任务要求 | 请从下面的记录中选出所有含有字符串“ceramic”的行并逐行照抄，匹配时区分大小写。

给定数据 |
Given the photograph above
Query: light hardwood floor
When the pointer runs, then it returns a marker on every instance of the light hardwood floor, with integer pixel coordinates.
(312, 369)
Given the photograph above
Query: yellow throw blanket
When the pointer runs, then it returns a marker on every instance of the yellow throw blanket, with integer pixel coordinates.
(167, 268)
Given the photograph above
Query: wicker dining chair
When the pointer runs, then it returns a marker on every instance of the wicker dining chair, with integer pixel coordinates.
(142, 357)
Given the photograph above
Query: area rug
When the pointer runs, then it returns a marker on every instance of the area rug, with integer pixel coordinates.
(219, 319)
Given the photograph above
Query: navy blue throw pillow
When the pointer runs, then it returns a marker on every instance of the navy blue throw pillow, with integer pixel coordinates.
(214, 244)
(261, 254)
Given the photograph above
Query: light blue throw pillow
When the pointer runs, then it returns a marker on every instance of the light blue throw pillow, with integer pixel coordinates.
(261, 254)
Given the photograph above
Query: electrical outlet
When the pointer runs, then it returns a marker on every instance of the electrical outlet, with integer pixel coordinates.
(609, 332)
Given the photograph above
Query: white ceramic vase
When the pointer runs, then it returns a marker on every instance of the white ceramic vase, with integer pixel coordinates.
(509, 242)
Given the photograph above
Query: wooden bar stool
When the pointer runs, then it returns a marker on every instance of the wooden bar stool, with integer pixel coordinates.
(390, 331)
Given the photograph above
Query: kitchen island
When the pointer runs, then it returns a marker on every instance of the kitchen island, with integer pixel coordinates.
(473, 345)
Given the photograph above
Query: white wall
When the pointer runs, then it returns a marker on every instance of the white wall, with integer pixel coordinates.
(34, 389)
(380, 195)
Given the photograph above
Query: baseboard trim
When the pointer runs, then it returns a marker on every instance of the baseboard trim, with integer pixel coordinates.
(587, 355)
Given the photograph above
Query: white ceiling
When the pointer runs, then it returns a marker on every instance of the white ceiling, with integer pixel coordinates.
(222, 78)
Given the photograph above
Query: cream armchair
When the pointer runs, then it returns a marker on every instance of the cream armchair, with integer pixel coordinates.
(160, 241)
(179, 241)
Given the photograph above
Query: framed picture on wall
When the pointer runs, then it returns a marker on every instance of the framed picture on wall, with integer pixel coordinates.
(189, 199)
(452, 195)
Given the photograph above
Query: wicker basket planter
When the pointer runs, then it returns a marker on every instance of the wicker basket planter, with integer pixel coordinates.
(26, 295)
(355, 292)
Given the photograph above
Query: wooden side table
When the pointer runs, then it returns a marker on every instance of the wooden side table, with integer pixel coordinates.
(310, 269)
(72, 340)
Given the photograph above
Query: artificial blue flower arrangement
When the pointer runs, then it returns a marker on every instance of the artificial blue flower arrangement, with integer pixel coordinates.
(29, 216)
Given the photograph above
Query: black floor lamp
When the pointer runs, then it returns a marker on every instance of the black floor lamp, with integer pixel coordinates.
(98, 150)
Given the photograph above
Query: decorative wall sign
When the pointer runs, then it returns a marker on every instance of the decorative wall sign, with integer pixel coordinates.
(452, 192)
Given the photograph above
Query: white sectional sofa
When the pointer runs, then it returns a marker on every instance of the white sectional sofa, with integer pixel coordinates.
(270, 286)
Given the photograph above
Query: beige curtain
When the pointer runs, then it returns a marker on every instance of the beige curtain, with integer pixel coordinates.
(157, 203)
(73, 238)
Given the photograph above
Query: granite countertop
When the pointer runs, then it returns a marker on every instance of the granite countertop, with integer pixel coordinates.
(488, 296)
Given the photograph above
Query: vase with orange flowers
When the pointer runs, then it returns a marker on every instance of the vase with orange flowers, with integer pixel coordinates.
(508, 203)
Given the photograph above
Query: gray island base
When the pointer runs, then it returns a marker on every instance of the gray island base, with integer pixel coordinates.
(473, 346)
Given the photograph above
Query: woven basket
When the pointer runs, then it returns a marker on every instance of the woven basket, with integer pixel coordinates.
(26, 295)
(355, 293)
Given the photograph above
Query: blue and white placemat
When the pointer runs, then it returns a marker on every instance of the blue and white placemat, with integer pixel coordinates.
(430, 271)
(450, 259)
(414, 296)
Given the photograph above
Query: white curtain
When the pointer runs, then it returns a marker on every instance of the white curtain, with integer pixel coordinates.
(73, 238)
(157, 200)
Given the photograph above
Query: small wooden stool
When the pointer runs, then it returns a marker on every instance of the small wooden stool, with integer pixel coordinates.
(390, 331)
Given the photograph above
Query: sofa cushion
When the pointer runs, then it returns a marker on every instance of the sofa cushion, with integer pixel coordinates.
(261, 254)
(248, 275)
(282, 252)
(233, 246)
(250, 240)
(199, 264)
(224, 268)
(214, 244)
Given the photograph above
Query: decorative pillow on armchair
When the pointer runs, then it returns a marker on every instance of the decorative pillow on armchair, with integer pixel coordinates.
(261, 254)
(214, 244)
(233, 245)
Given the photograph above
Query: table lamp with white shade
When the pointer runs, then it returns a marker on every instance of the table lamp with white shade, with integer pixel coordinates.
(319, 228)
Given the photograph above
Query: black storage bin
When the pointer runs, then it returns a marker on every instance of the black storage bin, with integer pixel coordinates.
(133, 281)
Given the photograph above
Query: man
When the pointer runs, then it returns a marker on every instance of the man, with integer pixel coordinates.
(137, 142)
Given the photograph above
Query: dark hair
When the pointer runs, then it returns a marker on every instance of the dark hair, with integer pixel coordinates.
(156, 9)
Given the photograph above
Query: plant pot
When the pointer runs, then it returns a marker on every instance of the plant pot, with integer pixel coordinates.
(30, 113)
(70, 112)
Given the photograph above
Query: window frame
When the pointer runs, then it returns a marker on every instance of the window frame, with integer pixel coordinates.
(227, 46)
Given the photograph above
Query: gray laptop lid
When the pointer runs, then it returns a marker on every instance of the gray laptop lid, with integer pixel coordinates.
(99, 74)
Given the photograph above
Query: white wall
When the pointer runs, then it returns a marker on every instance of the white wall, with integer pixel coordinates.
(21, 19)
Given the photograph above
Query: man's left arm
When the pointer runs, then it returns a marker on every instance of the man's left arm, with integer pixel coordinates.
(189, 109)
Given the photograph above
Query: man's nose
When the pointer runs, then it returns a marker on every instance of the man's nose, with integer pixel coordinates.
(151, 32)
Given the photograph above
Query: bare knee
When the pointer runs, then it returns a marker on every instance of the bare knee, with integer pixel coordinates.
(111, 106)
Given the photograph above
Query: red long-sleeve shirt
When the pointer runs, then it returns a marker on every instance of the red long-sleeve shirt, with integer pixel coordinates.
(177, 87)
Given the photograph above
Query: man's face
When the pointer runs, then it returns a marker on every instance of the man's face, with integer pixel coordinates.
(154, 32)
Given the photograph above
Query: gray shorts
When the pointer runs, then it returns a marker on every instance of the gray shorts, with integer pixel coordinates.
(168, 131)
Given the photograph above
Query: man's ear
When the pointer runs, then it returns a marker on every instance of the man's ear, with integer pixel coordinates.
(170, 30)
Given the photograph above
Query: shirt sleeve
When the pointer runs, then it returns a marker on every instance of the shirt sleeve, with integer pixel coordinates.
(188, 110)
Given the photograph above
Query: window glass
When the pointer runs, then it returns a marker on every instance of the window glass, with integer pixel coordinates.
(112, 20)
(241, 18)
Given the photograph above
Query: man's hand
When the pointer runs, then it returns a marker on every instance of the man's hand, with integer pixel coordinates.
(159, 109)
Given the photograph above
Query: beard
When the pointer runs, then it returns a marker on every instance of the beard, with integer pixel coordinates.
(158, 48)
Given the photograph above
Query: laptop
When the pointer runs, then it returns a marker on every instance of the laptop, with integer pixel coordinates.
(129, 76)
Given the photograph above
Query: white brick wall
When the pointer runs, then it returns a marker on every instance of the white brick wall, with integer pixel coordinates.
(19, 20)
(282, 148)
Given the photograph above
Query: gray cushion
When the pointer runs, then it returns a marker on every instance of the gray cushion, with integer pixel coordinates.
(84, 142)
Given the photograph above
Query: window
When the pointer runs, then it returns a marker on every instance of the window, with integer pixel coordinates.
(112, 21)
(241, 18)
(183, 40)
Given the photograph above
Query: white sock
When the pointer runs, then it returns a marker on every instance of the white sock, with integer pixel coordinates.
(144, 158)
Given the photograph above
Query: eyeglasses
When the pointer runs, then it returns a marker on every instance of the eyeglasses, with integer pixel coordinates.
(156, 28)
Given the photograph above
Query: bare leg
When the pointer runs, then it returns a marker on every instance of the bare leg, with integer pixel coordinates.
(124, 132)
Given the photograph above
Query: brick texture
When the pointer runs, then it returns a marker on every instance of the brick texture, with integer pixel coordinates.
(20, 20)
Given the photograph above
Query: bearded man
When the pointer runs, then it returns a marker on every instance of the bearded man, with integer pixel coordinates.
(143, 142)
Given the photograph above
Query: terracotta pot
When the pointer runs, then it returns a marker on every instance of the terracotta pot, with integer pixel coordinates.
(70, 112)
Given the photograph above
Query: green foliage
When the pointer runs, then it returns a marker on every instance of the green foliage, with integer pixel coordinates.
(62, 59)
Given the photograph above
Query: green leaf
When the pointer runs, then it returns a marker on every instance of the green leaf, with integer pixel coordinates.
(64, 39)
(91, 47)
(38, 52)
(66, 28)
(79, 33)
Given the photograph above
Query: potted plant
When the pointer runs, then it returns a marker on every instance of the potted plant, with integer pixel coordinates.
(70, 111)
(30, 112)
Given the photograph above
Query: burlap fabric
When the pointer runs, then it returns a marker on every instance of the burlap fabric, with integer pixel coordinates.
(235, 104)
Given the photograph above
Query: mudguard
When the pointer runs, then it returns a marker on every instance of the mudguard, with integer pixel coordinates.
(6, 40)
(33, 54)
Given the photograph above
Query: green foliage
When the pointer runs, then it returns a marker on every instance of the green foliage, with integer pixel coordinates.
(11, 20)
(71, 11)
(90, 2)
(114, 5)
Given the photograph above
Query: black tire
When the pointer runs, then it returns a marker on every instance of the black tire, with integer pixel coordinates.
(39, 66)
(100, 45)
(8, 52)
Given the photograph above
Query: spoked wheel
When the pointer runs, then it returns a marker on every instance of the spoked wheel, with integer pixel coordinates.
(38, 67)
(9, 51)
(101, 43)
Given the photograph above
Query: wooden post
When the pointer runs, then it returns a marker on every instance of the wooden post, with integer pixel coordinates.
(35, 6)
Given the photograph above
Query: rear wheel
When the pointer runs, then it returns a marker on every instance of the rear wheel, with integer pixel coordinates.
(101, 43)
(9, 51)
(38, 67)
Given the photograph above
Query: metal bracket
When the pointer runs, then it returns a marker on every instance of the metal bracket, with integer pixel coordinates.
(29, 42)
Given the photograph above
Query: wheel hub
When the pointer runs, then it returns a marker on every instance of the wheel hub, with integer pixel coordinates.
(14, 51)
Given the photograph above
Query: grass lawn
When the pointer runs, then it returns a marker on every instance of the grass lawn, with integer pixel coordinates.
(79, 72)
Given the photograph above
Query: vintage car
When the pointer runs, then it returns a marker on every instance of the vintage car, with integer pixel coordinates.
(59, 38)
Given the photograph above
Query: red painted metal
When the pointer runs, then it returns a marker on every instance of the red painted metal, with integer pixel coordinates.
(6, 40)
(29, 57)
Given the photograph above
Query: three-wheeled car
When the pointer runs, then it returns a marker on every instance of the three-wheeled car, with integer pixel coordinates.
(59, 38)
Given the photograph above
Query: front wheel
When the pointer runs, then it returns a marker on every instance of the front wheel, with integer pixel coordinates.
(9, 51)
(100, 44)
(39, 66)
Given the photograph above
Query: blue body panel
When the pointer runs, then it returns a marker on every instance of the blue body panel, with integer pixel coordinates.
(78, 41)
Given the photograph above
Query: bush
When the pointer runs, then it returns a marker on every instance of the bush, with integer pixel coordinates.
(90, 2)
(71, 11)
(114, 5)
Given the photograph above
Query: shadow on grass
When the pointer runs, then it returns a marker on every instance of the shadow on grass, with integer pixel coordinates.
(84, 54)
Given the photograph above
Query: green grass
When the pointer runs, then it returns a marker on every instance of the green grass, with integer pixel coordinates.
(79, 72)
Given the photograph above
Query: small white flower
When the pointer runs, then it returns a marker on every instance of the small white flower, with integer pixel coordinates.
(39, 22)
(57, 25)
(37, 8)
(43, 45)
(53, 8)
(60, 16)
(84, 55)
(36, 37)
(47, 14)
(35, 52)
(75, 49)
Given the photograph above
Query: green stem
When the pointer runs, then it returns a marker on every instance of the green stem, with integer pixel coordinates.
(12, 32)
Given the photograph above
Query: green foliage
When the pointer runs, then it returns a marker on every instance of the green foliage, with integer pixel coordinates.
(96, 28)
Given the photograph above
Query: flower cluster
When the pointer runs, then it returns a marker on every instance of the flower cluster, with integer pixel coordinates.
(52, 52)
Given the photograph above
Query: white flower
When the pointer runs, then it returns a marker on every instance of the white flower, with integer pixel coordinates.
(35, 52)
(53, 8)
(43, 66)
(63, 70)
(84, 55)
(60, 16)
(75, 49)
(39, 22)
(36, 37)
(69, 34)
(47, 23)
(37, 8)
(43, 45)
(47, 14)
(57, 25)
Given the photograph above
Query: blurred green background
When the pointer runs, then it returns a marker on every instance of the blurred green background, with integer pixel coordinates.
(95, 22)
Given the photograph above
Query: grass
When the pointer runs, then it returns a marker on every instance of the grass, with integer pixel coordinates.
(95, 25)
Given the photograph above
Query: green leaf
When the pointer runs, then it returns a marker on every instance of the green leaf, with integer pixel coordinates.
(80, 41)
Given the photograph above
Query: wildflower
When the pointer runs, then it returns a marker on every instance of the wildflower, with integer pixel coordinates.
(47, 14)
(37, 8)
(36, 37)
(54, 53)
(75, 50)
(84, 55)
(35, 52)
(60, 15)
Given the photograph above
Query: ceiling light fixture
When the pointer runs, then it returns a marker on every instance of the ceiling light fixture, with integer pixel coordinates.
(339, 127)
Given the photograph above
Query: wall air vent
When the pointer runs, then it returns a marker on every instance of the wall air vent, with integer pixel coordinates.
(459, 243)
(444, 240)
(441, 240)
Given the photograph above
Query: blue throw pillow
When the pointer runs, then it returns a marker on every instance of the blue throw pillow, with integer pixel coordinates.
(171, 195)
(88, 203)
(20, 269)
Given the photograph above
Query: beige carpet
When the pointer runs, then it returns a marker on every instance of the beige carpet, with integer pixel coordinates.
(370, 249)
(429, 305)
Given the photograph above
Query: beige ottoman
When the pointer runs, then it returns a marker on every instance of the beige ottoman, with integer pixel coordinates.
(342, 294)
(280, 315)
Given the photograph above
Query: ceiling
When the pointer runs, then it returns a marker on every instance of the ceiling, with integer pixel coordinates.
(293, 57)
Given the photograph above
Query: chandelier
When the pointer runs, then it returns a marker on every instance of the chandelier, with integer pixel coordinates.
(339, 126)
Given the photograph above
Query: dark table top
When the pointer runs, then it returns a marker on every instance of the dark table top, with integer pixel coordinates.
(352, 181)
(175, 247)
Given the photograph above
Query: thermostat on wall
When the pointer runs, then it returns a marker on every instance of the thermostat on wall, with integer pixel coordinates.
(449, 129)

完成结果 |
Query: white ceramic vase
When the pointer runs, then it returns a marker on every instance of the white ceramic vase, with integer pixel coordinates.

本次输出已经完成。